*SUPPLIED PASSAGE:*
▶

Since October 2014, Imgur had automatically converted uploaded animated GIF files into WebM and MP4 video files, which are much smaller.

Video to GIF
In January 2015, Imgur allowed users to link video URLs to create GIFs directly through the website.

Topics
In February 2015 Imgur announced "Topics" which was a way for users to sort and view specific images that belonged to a specific group determined by tags.

Mobile apps
In March and June 2015 Imgur introduced official mobile apps for iOS and Android, respectively.

Trophies
In order to reward users for their interactions, Imgur provides a series of Trophies for achievements including being a member for 1, 2, 3, 4, 5 or 6 years, "Best Post of the Day", "Best Post of the Month", "Best Post of the Year", "Top Comment of The Day", "Top Comment of The Month", and "Top Comment of The Year".

◀

(Point annotation records)
▶

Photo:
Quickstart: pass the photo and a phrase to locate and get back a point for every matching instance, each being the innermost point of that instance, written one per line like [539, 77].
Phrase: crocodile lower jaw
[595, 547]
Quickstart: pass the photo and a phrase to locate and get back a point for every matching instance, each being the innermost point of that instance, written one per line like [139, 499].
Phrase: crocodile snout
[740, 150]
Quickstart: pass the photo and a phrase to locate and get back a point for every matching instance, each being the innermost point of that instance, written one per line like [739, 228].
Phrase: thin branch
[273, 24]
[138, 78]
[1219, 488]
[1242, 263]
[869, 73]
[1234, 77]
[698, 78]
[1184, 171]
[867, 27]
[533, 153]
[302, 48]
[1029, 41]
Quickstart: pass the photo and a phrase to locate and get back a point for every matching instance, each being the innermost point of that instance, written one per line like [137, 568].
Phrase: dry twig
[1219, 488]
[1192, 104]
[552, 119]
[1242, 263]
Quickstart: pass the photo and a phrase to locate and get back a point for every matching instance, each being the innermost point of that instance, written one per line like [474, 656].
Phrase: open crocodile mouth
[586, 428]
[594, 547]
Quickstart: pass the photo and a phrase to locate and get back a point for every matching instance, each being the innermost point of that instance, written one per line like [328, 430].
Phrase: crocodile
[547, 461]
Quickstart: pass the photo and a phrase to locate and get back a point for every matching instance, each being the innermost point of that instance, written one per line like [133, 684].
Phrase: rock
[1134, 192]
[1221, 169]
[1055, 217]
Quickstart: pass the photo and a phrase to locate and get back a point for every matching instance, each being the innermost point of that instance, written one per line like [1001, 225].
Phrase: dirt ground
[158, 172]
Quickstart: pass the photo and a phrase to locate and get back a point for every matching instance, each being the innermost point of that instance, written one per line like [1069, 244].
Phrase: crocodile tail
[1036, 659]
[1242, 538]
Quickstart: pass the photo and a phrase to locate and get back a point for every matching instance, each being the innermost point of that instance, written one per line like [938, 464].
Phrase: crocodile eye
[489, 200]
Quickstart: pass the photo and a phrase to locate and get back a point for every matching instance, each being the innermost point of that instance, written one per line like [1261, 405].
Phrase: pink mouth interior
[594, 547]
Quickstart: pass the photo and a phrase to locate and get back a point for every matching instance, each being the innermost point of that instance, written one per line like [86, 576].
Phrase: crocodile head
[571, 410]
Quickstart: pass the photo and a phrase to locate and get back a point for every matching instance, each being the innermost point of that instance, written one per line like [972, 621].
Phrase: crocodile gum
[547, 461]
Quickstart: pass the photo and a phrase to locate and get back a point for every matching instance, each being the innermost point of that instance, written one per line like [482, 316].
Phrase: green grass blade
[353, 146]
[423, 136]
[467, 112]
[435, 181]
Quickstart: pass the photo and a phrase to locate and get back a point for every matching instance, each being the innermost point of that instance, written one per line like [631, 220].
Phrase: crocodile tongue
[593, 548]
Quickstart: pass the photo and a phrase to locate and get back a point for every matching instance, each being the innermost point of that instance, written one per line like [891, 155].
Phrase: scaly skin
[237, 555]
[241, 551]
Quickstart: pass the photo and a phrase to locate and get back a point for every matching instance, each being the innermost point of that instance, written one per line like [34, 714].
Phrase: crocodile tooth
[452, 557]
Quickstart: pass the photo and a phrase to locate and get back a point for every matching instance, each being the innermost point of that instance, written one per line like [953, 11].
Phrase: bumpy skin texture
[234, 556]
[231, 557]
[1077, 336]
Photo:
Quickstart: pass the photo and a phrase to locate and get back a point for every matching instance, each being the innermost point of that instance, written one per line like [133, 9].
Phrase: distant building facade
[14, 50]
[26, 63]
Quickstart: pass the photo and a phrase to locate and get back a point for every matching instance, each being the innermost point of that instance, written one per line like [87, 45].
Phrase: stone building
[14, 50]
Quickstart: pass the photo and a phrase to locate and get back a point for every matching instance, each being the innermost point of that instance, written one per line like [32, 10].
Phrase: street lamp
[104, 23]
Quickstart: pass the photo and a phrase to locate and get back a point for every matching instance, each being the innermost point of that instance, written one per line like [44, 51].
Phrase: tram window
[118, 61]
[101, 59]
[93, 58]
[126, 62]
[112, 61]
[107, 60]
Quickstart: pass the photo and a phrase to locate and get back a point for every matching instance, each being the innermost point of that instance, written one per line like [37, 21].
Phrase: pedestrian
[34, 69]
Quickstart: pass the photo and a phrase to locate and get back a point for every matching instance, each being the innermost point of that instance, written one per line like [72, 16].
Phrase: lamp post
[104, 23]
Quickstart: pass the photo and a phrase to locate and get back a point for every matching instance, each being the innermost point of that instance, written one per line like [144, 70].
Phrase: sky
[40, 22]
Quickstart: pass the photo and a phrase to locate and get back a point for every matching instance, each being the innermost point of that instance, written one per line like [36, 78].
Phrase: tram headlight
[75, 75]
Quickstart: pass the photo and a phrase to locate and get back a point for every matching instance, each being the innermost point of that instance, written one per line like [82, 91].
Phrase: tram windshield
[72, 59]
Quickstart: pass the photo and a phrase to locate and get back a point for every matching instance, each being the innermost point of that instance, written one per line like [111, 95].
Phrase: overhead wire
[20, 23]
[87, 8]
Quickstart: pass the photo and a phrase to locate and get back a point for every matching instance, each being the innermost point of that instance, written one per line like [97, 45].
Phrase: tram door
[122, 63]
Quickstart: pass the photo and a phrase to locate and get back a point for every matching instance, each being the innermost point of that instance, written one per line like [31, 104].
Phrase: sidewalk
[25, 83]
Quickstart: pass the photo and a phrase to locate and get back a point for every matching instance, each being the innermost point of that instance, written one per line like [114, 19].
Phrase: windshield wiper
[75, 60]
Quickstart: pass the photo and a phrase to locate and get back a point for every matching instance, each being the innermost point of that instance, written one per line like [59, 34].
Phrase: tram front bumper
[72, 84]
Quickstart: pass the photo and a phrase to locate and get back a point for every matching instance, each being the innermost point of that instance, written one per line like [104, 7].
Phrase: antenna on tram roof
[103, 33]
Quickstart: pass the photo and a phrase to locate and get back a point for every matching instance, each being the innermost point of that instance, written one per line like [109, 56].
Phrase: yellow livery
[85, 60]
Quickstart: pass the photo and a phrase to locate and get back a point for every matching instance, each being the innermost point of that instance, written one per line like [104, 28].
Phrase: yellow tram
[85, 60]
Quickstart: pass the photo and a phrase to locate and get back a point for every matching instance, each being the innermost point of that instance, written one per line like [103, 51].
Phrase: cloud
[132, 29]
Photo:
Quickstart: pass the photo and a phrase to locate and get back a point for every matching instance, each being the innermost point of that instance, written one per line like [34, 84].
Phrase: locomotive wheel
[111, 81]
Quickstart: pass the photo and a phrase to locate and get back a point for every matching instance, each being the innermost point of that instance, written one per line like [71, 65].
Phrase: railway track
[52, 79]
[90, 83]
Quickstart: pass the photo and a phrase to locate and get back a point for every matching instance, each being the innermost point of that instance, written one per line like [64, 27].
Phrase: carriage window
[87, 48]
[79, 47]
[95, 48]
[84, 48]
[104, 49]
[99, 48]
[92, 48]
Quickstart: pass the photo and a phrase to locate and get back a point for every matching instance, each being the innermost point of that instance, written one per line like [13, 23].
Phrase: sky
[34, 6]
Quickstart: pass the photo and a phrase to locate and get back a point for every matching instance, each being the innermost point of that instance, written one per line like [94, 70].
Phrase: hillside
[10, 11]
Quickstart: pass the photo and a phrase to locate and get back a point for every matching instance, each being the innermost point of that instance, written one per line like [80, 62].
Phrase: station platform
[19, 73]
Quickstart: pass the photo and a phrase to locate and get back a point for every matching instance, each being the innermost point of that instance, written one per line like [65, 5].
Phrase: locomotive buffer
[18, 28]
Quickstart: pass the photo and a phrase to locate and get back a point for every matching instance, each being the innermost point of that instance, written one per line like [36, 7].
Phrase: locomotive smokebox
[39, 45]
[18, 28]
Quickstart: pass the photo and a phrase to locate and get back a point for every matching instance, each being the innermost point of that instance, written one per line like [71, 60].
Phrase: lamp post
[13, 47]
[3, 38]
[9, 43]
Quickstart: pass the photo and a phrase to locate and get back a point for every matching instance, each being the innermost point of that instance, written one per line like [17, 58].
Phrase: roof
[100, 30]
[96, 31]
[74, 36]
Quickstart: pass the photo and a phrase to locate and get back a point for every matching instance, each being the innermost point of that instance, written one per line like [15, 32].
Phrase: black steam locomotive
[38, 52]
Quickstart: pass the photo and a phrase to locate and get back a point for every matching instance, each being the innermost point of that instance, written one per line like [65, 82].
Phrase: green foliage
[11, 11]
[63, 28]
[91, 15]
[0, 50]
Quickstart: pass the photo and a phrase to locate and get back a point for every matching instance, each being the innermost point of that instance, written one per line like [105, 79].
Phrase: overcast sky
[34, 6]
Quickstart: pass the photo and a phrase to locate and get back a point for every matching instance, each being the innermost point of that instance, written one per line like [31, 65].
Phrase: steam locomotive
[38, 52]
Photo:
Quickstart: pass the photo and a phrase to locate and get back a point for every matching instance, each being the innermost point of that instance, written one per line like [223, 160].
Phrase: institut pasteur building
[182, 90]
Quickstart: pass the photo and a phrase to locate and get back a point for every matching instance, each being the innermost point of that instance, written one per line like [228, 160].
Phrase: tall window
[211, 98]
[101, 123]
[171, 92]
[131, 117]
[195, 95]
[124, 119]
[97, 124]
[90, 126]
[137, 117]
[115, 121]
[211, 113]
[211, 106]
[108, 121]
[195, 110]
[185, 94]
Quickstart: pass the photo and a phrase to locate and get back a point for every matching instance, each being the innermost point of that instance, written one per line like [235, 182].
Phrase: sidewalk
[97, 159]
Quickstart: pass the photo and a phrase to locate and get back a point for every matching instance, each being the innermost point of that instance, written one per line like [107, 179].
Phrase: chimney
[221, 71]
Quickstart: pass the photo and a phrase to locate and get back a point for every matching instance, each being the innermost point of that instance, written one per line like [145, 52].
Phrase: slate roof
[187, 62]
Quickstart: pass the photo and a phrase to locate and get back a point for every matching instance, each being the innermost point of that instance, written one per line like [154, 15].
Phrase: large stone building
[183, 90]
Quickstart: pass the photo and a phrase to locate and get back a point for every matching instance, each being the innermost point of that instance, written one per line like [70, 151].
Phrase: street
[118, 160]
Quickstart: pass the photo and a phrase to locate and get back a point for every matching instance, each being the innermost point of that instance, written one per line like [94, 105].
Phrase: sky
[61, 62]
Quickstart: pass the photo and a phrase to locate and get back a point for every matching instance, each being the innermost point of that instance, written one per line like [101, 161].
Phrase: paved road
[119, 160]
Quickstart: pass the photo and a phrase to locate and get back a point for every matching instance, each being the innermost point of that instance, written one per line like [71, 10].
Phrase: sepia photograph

◀

*INSTRUCTION A:*
Filter the listing down to each line containing the word "stone".
*INSTRUCTION B:*
Resume the Imgur passage after its final sentence.
The Imgur passage and the listing are unrelated to each other.

*TASK RESPONSE A:*
Phrase: stone building
Phrase: large stone building

*TASK RESPONSE B:*
Community  
At the beginning of 2015, Imgur's director of community Sarah Schaaf announced its first ever "Camp Imgur". Five hundred tickets were sold at $150 each. The camp was created as a celebratory event to bring users of the site together in August 2015, on a four-day retreat at Camp Navarro in Mendocino, California. It included hiking, stand-up comedians, and meetings with the staff of Imgur and other users.

Imgur's community members include former Mythbuster Adam Savage and Olympic athlete Cody Miller.

Data breach 
On November 23, 2017, Imgur was notified of a potential security breach that had occurred in 2014 and affected the email addresses and passwords of 1.7 million user accounts. On November 24, 2017, Imgur began notifying affected users via their registered email address to change their password.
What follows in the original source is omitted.